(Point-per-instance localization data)
-- Opening Marker --

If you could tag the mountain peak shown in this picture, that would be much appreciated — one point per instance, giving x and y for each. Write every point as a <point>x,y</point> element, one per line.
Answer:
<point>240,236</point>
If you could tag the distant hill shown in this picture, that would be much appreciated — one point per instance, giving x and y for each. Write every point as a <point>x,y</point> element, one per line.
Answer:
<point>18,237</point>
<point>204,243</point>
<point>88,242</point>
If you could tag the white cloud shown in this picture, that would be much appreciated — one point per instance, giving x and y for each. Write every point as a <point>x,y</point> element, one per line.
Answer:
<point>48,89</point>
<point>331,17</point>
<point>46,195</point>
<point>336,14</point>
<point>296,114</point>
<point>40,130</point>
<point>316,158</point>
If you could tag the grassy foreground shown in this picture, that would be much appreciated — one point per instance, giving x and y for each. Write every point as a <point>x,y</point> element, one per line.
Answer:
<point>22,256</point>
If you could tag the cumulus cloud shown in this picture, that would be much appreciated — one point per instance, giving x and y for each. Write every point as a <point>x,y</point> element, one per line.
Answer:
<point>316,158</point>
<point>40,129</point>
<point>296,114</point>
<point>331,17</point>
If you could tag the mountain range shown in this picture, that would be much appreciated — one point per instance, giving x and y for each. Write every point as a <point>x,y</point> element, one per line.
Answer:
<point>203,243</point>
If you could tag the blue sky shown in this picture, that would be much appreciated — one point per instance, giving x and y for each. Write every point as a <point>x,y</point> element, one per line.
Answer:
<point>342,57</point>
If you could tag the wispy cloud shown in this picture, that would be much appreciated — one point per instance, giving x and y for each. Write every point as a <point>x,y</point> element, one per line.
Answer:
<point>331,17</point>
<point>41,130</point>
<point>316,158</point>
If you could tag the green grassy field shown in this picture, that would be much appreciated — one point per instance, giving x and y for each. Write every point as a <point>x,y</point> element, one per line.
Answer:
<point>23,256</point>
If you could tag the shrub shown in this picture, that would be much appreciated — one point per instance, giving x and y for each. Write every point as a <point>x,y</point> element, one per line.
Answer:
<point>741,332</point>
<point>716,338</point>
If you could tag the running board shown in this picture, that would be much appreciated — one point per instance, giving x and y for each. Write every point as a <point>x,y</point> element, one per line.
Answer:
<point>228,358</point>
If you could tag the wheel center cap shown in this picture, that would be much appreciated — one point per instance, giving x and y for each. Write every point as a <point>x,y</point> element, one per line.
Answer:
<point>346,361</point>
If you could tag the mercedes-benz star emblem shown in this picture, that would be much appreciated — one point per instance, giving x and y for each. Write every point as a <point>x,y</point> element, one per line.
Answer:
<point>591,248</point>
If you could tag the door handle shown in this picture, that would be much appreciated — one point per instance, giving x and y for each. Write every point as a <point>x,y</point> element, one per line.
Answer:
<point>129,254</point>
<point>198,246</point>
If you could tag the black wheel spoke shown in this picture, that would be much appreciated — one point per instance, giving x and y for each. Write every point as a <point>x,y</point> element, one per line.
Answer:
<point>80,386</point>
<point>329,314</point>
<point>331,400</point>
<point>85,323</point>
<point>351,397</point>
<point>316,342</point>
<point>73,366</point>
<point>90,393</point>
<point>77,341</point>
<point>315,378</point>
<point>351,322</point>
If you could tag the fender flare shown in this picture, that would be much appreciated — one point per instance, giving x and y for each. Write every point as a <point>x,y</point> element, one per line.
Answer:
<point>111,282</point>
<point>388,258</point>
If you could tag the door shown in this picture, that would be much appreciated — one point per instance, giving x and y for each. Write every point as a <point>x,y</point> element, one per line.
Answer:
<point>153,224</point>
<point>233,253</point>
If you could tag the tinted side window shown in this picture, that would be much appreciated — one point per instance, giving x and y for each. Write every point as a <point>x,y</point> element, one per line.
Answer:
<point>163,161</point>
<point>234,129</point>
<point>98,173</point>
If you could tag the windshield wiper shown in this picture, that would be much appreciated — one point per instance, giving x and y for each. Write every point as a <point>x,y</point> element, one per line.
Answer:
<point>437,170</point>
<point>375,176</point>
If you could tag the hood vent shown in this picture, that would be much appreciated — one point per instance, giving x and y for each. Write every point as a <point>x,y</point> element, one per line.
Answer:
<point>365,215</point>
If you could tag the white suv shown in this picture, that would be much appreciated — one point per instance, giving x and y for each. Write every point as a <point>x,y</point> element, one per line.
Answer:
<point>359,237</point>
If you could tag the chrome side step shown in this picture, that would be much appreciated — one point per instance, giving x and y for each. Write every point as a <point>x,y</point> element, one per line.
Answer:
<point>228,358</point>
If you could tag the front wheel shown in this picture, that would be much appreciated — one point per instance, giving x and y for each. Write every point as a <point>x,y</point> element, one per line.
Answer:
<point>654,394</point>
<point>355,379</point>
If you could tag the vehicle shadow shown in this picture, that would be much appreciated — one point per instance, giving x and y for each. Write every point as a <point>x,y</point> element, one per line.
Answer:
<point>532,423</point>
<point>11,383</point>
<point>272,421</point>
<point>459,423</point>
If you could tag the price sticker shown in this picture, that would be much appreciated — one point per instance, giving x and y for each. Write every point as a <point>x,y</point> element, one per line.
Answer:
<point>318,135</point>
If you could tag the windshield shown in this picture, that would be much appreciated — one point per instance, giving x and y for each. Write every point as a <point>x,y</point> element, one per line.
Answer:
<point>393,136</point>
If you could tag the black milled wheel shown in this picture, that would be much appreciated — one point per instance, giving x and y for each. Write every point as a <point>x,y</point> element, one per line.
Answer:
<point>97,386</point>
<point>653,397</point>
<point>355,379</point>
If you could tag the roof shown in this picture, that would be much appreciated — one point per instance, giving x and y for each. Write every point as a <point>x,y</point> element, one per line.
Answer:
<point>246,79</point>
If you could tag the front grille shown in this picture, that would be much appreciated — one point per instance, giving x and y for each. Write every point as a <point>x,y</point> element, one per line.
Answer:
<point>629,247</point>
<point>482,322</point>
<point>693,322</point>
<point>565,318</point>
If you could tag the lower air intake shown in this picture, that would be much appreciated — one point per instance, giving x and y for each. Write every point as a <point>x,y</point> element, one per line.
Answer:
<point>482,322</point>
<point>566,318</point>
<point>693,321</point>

-- Closing Marker --
-- Opening Marker --

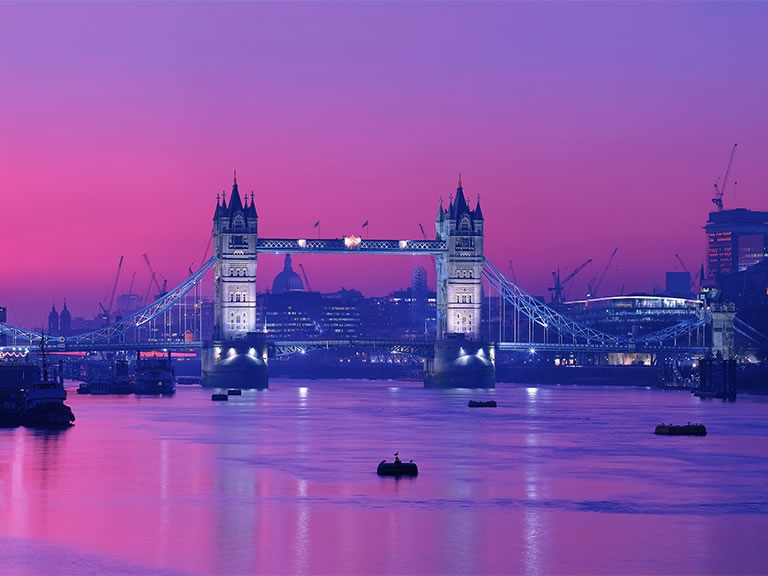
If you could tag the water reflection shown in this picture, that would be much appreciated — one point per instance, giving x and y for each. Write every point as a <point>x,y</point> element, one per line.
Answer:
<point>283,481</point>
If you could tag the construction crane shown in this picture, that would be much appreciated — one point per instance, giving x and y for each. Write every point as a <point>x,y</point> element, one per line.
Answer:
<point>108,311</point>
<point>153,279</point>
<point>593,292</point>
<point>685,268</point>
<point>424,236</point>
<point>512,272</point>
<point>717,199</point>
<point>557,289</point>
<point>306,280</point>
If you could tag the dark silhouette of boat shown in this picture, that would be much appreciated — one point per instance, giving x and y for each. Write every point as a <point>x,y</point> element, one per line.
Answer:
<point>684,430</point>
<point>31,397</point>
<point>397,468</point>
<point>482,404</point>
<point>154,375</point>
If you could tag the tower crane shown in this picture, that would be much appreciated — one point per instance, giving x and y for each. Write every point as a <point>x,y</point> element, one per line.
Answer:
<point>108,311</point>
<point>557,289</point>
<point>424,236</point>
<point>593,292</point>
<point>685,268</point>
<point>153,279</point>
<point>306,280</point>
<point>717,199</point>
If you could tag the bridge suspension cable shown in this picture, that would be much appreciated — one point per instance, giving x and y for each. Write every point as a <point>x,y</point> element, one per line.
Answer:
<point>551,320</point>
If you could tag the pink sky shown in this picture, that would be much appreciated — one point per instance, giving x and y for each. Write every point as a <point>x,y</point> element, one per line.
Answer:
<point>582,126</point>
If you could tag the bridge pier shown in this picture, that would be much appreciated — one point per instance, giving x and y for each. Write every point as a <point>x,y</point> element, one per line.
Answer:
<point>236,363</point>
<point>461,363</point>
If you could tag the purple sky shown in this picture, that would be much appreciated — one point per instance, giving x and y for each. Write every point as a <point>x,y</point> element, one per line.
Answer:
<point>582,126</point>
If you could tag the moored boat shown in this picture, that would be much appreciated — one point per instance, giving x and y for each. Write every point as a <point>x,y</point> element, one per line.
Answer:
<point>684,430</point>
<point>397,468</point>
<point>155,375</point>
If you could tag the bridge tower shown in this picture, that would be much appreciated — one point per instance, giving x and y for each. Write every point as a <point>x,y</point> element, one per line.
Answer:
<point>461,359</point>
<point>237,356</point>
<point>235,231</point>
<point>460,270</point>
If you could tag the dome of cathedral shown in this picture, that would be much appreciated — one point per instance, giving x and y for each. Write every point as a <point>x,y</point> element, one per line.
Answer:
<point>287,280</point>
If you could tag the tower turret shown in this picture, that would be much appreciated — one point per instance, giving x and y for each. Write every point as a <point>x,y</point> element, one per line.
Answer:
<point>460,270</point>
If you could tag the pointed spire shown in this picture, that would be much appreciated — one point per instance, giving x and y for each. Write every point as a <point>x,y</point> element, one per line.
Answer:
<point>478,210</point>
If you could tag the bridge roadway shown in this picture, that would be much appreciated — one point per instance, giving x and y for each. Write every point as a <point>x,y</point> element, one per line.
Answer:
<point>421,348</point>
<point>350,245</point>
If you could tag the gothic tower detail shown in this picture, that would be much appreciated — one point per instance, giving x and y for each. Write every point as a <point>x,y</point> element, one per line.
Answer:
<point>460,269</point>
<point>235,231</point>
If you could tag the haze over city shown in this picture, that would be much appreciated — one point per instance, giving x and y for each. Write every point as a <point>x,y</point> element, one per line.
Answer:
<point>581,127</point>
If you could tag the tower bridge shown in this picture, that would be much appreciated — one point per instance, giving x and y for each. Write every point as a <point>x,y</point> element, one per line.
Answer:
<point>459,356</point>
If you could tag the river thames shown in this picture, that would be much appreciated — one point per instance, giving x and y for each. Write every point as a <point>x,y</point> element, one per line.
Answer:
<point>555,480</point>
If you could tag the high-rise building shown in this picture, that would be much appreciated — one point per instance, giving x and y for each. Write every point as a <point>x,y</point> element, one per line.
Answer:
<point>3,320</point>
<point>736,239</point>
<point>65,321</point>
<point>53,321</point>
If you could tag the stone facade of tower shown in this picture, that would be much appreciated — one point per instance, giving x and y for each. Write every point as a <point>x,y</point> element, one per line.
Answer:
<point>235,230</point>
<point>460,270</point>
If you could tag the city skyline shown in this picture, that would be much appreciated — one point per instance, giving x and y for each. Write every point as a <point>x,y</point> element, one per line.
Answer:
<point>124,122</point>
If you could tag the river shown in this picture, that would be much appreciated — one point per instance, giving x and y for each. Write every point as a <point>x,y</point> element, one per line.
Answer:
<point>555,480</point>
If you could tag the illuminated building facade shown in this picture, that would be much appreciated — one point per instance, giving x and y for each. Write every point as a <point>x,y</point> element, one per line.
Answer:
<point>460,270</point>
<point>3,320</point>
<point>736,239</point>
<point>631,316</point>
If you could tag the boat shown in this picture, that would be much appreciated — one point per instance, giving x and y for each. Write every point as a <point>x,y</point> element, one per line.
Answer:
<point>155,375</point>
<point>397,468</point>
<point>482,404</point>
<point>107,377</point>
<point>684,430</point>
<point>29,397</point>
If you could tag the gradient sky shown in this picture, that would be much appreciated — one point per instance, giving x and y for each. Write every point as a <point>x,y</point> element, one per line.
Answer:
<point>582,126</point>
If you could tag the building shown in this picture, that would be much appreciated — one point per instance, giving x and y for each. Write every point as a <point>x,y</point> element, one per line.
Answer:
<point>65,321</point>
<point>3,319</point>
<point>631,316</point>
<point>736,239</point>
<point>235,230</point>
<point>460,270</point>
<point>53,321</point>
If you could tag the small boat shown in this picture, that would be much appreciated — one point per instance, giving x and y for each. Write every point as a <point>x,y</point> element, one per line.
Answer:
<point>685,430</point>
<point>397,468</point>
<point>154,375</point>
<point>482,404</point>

-- Closing Marker --

_Task requirements_:
Copy each line from the records above that includes the string "crane".

_The completed task_:
If you could tag the construction crane shown in this picture, that would be much appreciated — one point per instance, giving x and y for each. Write every point as a <point>x,y</point> element, one per line.
If you could tag the tower crane shown in this picture, that would be much appreciated — one point per instance, giving x and y for each. Write every point as a <point>x,y</point> element, one per line.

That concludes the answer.